[START OF Page]

When I was done I mounted a wooden board on the steel that will be my sacrificial fixture plate.
As it is wood it should not make too much damage to the bits or the whole CNC when I make a mistake with the G-Code. And I will make mistakes.

I have used 6 M5 countersunk socket screws and I may add another 3 in the center of the x-axis, but for now, it should be fine.

The next step was to face mill the board so that I have a flat surface, at least to the geometry of the CNC gantry. I used a cheap 6mm 4 flute bit from China. It did the job.
Of course, I would like to have used something with a bigger radius, but as the shaft of the tools in an ER11 collet is limited to around 7.5mm I did not find anything better. At least for wood.

I am satisfied with how the surface came out. I started with a feed rate of 400mm/m,  and then increased it on the fly. I shot this video around 600mm/m. Later I pushed it to 1000mm/m.
I did not try more as I remembered that there was a limit listed for around 1000mm/m in the item description when I bought the CNC on eBay.

As you can see from the colour change the surface was not really flat to the ganrty geometry. Those are the different layer in the multiplex board.

When this was done I went back to my Mac to create a new g-code file in Fusion360 to mark holes in a grid with 25mm spacing.

My plan is to use screwed inserts with an M5 thread inside and a self-cutting outside thread that can be screwed into the wood. They have a hexagon socket that makes it easy to install them with a cordless drill.

I have ordered a pack of 100 pieces at eBay for a good price. They will be installed every 50mm, just like the holes in the steel plate. The holes in between will be just plain holes for simple wood dowels.

This is how far I came today. I wish those inserts would have arrived in time, then I could have finished the fixture board today. The scratch you see right next to the drill bit was from a mistake I made in the G-code. I moved the spindle a 0 z height and scratched the surface.

Finally, I have all 96 holes drilled in the steel plate. I also started to tap the M5 threads.
As I am lazy I have used my cordless drill and when I got too excited I broke the tap bit.
I ordered new ones from amazon and while I need to wait for them I thought I take a look into the control box.

So this is my control box and it looks nice from the outside.

Also, the back side is nice and all the connectors properly marked.

When I looked inside I was surprised in a positive way. I have seen some other Chinese CNC control boxes on youtube and in CNC forums. They looked like someone did just throw in all parts.

This one looks really good. All the components are mounted nicely and properly. The cabling is done well. That looks clean and professional. 

Tha Mach3 USB Board is the BSMCE04U-PP from Bitsensor.com. I tried to look up their website, but you get redirected to a Chinese shopping portal. The board name did not bring any really useful hits on google either.

But this board is sold on eBay as "MACH3 4 Axis 100Khz CNC USB Breakout Board" for around 20€ including free shipping.

There are 4 single motor drivers with the Toshiba TB6560 chip, each has its own heatsink. You can find similar boards on eBay between 5-20€ rated up to 3A.

And then there is the VFD that controls the spindle motor, which is just the board and not a complete VFD wich chassis. The ribbon cable connects to the control unit in the front of the control box.

At least this is rated to 1.5KW according to the stickers.

[END OF Page]

→ Set exercise 1: Retype the part of the CNC build notes starting with "As I am lazy" and going on through "in all parts.", word for word.

[START OF Listed entries]

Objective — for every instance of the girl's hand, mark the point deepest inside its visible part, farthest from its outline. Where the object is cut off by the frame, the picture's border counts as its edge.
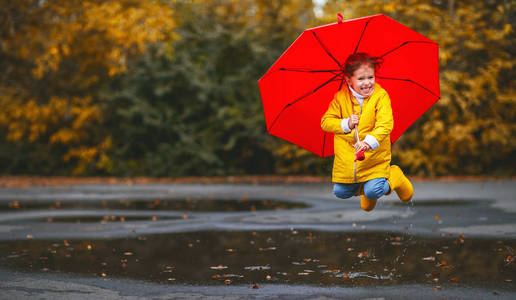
(361, 146)
(353, 121)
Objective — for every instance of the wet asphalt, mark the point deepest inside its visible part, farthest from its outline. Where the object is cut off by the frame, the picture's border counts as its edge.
(455, 211)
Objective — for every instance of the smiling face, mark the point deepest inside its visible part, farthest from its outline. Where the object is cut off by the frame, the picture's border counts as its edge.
(363, 80)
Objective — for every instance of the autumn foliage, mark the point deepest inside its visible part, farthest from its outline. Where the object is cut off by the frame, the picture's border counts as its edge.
(169, 88)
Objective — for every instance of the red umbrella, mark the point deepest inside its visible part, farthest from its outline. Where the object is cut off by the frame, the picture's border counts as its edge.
(298, 88)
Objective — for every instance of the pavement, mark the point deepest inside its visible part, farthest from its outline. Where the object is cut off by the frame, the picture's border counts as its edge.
(473, 209)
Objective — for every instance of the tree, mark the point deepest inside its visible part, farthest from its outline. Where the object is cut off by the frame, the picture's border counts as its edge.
(55, 54)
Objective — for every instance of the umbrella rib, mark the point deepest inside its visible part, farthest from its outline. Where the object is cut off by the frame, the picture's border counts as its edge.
(325, 49)
(362, 35)
(405, 43)
(308, 71)
(299, 99)
(409, 80)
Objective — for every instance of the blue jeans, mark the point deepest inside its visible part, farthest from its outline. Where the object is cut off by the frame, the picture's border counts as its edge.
(373, 189)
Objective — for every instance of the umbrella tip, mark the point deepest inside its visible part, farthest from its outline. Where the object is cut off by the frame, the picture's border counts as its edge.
(339, 18)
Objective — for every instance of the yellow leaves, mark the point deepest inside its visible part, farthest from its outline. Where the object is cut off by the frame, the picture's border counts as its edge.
(32, 120)
(94, 33)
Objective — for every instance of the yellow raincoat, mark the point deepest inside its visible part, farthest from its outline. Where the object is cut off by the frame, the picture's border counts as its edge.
(376, 120)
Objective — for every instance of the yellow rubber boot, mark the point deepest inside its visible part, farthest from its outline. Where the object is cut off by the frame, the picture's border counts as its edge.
(400, 183)
(367, 204)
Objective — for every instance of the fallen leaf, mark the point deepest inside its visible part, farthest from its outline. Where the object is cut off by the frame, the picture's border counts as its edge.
(219, 267)
(362, 254)
(267, 249)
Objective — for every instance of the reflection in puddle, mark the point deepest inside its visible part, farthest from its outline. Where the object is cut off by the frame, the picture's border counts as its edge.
(103, 219)
(218, 205)
(320, 258)
(440, 202)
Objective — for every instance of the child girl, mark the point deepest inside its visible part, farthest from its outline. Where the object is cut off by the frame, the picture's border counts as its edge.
(365, 106)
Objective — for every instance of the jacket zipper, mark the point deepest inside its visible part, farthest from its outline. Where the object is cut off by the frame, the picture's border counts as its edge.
(356, 128)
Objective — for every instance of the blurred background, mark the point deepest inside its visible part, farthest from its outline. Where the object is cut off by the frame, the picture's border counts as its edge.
(168, 88)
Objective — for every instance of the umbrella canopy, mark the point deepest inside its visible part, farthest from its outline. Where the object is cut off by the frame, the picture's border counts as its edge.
(299, 86)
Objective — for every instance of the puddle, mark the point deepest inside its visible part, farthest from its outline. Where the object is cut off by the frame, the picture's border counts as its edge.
(204, 205)
(102, 219)
(440, 202)
(287, 257)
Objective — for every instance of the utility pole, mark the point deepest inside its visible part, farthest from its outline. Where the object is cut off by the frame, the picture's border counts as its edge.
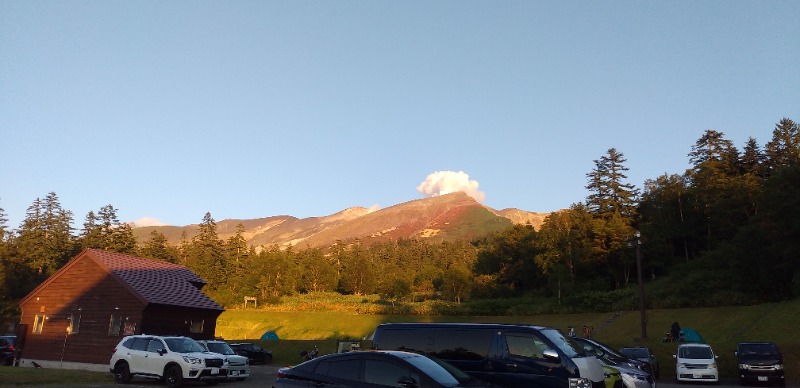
(641, 284)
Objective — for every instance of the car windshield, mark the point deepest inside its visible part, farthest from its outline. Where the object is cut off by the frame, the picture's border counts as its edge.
(183, 345)
(697, 352)
(569, 347)
(432, 369)
(635, 352)
(220, 347)
(758, 349)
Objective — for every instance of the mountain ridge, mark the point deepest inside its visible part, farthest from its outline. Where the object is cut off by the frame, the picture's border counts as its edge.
(454, 216)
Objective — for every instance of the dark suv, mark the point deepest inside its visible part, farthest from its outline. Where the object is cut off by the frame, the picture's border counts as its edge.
(759, 362)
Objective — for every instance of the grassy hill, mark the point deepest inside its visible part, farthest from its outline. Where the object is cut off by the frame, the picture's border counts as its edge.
(721, 327)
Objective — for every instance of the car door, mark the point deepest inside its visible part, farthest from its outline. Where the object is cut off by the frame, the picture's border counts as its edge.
(136, 350)
(154, 357)
(526, 362)
(341, 372)
(385, 372)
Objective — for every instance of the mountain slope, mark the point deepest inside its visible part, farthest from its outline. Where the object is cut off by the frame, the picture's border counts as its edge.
(450, 217)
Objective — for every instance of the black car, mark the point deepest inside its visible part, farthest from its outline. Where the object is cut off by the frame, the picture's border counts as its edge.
(643, 354)
(253, 352)
(759, 362)
(374, 368)
(601, 350)
(7, 347)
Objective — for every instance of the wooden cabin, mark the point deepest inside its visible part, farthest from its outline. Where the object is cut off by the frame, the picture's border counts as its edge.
(80, 314)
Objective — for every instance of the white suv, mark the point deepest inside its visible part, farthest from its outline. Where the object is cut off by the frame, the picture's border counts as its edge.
(172, 359)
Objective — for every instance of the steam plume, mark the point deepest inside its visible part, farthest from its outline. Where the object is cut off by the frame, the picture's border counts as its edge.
(446, 182)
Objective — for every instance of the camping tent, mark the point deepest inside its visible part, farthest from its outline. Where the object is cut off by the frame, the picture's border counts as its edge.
(690, 335)
(270, 335)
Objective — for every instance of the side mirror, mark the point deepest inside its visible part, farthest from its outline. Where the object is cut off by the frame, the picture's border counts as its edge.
(407, 382)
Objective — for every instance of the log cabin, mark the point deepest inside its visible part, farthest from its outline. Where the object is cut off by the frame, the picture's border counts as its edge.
(79, 314)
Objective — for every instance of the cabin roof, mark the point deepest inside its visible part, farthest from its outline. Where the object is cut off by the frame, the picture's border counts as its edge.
(152, 281)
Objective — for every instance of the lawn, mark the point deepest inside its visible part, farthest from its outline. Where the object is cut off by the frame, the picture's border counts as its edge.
(721, 327)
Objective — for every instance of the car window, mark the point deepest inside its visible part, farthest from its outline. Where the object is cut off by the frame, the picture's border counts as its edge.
(349, 369)
(758, 349)
(386, 373)
(566, 345)
(526, 345)
(155, 345)
(183, 345)
(137, 344)
(439, 370)
(696, 352)
(635, 352)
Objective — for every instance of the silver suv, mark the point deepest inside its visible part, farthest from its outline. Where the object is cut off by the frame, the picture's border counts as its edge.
(172, 359)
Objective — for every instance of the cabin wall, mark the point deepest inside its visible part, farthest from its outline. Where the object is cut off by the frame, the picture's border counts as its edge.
(85, 297)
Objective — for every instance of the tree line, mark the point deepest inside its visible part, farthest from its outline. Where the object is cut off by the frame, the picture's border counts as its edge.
(725, 231)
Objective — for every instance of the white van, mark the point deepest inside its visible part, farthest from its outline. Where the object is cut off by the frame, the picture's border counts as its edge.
(696, 362)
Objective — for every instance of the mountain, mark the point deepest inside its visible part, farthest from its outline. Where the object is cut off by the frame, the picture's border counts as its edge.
(450, 217)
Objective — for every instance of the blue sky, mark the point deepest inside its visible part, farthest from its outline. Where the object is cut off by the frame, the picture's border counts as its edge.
(250, 109)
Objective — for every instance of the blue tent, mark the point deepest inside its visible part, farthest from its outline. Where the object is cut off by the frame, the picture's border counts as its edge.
(690, 335)
(270, 335)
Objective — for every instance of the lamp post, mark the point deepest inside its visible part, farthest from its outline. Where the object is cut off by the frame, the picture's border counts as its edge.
(641, 284)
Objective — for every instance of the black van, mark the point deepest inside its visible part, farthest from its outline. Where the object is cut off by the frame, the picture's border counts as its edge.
(759, 362)
(501, 354)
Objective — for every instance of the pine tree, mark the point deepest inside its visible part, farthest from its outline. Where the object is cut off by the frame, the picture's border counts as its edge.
(207, 257)
(784, 148)
(609, 193)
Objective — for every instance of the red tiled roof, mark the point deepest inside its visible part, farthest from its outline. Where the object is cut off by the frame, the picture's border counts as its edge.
(156, 281)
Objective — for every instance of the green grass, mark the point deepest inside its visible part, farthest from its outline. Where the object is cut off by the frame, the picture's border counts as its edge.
(721, 327)
(43, 376)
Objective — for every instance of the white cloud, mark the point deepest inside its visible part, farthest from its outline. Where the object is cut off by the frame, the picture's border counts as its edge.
(148, 221)
(446, 182)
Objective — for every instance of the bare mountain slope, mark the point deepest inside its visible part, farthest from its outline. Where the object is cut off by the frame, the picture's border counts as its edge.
(449, 217)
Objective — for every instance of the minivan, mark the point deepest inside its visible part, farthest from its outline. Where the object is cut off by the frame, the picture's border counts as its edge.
(696, 362)
(502, 354)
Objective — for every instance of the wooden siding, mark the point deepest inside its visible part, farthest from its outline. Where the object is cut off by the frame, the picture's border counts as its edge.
(85, 289)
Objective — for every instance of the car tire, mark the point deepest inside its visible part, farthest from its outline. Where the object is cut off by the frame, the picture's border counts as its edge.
(173, 376)
(122, 373)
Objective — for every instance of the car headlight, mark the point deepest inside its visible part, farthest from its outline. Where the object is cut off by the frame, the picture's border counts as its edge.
(637, 376)
(192, 360)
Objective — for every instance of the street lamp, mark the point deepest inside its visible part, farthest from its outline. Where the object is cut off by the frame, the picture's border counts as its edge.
(641, 284)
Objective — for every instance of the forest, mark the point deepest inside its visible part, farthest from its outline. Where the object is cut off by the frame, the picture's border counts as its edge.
(724, 232)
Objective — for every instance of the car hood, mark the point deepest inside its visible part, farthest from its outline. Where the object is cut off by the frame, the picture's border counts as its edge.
(761, 360)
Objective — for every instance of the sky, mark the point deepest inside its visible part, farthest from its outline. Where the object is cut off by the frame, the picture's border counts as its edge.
(167, 110)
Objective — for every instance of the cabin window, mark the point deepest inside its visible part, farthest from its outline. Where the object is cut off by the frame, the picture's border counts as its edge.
(114, 326)
(74, 324)
(197, 326)
(38, 324)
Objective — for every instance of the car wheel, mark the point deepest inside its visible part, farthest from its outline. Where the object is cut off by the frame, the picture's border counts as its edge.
(173, 376)
(122, 373)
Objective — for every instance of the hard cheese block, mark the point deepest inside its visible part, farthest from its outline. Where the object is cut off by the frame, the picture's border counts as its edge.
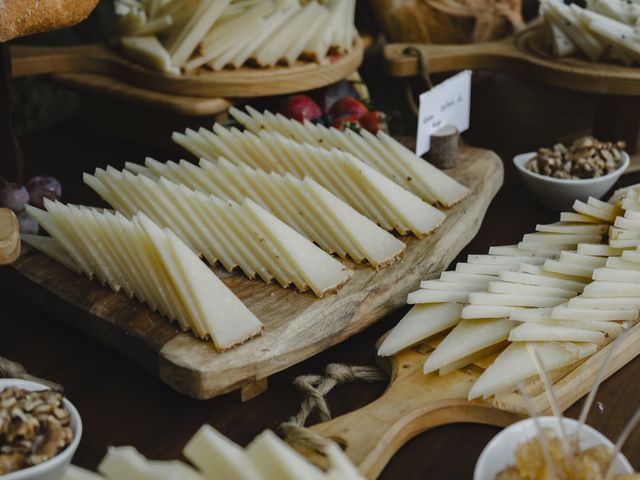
(153, 265)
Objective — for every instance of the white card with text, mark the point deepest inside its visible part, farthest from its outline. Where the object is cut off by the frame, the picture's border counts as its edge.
(448, 103)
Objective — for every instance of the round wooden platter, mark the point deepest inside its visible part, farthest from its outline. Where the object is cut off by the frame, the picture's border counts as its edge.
(244, 82)
(525, 54)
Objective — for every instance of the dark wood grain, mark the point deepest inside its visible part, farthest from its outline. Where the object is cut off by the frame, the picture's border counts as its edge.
(121, 404)
(10, 153)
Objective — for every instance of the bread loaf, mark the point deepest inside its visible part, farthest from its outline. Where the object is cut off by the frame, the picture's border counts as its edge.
(19, 18)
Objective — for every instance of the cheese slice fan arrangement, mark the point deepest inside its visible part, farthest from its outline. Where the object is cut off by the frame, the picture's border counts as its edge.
(306, 206)
(568, 289)
(177, 35)
(242, 235)
(380, 152)
(215, 457)
(141, 259)
(361, 186)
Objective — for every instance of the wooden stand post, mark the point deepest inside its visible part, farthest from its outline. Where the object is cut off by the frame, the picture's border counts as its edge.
(11, 167)
(444, 147)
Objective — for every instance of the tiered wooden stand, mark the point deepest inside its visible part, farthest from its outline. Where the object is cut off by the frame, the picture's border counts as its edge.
(617, 87)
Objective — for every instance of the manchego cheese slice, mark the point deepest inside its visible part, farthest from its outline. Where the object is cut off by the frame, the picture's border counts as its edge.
(514, 365)
(420, 323)
(468, 337)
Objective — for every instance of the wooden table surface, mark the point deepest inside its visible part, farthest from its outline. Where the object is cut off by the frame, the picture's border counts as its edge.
(122, 405)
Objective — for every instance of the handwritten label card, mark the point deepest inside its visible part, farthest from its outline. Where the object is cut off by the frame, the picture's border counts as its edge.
(448, 103)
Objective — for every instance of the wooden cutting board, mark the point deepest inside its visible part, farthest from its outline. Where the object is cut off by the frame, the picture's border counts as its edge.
(243, 82)
(526, 55)
(414, 402)
(297, 325)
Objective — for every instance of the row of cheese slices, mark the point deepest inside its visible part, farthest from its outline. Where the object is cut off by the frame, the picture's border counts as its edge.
(217, 458)
(261, 212)
(175, 35)
(143, 260)
(539, 291)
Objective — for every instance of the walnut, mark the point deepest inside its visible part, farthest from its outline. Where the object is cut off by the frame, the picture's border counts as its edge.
(585, 158)
(34, 427)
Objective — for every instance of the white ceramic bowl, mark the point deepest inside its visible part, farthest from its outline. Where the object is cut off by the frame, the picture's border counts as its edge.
(559, 194)
(498, 454)
(54, 468)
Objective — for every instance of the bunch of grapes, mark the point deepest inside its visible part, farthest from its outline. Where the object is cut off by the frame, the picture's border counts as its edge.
(15, 197)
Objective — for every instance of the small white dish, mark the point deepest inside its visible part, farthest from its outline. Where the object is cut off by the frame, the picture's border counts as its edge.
(559, 194)
(498, 454)
(54, 468)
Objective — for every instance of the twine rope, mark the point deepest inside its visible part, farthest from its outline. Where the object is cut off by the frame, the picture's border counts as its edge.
(9, 369)
(315, 389)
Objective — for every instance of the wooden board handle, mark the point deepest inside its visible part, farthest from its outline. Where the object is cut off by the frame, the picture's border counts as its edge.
(45, 60)
(500, 56)
(9, 236)
(374, 433)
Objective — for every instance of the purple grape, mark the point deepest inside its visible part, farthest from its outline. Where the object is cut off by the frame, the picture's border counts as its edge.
(13, 196)
(41, 187)
(28, 224)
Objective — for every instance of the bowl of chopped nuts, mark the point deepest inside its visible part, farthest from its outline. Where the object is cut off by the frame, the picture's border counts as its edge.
(39, 431)
(559, 175)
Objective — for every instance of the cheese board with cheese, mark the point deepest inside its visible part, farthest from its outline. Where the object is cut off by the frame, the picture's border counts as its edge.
(296, 325)
(556, 311)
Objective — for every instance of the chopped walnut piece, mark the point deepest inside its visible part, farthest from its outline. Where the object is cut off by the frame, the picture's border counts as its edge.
(34, 427)
(585, 158)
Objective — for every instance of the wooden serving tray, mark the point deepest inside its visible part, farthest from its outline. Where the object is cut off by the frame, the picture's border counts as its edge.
(414, 402)
(526, 55)
(244, 82)
(297, 325)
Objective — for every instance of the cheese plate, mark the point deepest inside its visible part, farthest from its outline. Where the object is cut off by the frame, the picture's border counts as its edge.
(243, 82)
(297, 325)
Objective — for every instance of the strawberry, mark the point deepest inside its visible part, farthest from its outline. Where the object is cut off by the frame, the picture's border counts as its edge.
(347, 121)
(301, 108)
(373, 121)
(348, 106)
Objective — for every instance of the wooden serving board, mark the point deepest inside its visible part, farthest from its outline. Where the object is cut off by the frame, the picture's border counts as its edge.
(114, 89)
(526, 55)
(244, 82)
(297, 325)
(414, 402)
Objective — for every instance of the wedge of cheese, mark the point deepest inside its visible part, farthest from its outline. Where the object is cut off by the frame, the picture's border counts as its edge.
(51, 248)
(565, 312)
(420, 323)
(218, 457)
(538, 332)
(239, 235)
(381, 152)
(148, 51)
(515, 365)
(541, 280)
(304, 205)
(154, 265)
(126, 463)
(361, 186)
(468, 337)
(275, 460)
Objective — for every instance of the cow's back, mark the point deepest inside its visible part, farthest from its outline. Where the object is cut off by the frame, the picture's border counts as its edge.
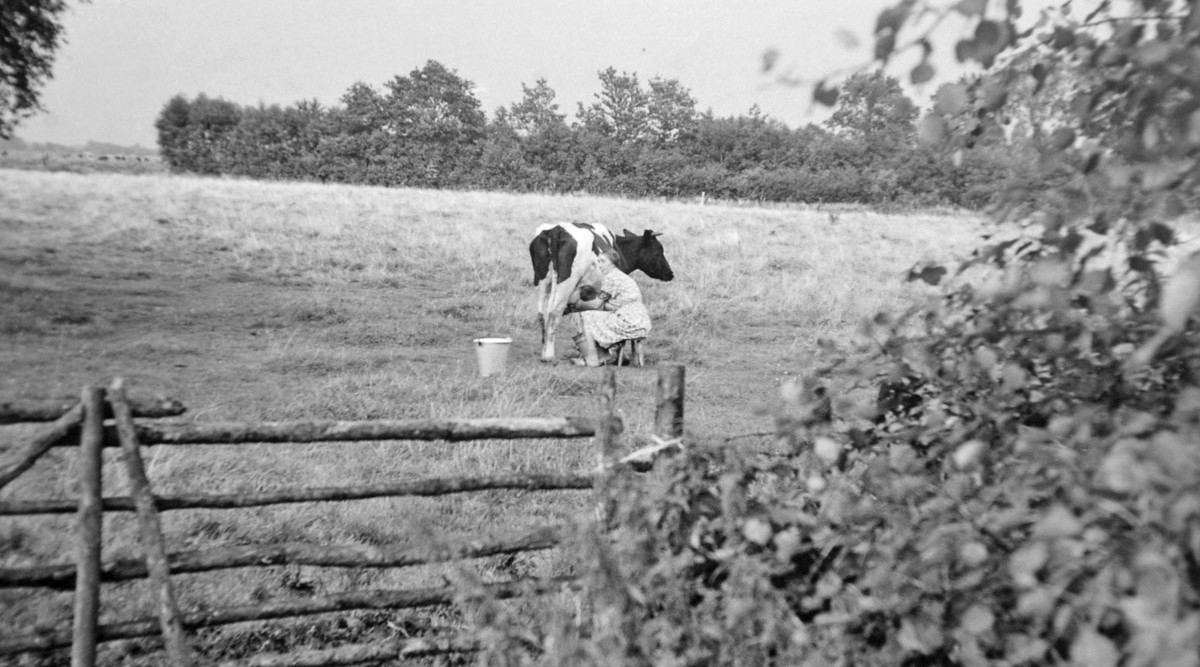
(557, 246)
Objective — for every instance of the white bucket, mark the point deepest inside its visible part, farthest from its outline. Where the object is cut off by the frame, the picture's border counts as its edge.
(492, 354)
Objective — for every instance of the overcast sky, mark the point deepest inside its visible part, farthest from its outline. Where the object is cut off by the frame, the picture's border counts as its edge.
(124, 59)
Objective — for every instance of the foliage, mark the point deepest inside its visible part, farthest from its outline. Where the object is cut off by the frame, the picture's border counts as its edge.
(30, 32)
(874, 109)
(636, 140)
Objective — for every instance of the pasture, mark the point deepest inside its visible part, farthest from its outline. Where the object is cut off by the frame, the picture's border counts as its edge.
(253, 301)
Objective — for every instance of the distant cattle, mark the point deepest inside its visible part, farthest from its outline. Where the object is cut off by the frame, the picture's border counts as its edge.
(563, 257)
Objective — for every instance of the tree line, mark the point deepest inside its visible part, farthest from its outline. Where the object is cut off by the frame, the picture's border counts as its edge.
(636, 138)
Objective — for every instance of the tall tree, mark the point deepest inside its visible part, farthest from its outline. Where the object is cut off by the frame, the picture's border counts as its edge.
(30, 34)
(874, 108)
(537, 110)
(621, 110)
(672, 112)
(436, 124)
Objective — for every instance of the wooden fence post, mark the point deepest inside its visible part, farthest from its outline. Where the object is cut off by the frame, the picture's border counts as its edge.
(669, 402)
(89, 526)
(607, 430)
(153, 544)
(29, 455)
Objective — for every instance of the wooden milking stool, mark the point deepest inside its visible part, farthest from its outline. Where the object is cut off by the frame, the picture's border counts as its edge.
(630, 349)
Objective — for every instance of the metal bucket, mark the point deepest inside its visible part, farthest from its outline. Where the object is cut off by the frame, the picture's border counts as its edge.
(492, 355)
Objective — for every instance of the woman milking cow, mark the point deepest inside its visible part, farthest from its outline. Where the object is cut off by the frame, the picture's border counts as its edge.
(610, 313)
(582, 268)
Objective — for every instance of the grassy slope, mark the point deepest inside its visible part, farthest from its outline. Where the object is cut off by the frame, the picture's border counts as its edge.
(274, 301)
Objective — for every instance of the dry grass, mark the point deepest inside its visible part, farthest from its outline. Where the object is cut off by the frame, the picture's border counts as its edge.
(275, 301)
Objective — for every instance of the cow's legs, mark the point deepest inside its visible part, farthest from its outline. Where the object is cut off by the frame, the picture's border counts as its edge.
(549, 314)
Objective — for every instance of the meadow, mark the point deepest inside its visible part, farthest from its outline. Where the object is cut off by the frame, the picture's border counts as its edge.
(262, 301)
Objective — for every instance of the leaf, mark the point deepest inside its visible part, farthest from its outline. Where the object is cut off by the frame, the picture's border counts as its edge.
(1062, 38)
(967, 455)
(1155, 53)
(965, 50)
(847, 38)
(971, 7)
(930, 274)
(931, 131)
(1181, 295)
(757, 532)
(892, 19)
(885, 44)
(993, 96)
(978, 619)
(1062, 138)
(1039, 72)
(825, 95)
(1194, 128)
(1092, 649)
(989, 36)
(1026, 562)
(1013, 378)
(922, 73)
(827, 449)
(1057, 522)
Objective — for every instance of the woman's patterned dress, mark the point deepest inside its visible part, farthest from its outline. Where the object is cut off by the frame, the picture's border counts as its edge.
(628, 317)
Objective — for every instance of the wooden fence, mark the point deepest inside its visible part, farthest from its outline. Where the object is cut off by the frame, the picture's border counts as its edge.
(108, 419)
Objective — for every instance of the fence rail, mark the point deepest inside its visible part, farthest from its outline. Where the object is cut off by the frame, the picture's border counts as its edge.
(83, 425)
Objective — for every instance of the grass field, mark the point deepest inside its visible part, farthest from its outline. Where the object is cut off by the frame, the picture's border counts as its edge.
(255, 301)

[END OF Listed entries]

→ Set exercise 2: How many lines of the rows contain the string "black"? Reply with the number only.

→ Task answer 1:
As I am lazy I have used my cordless drill and when I got too excited I broke the tap bit.
I ordered new ones from amazon and while I need to wait for them I thought I take a look into the control box.

So this is my control box and it looks nice from the outside.

Also, the back side is nice and all the connectors properly marked.

When I looked inside I was surprised in a positive way. I have seen some other Chinese CNC control boxes on youtube and in CNC forums. They looked like someone did just throw in all parts.

→ Task answer 2: 2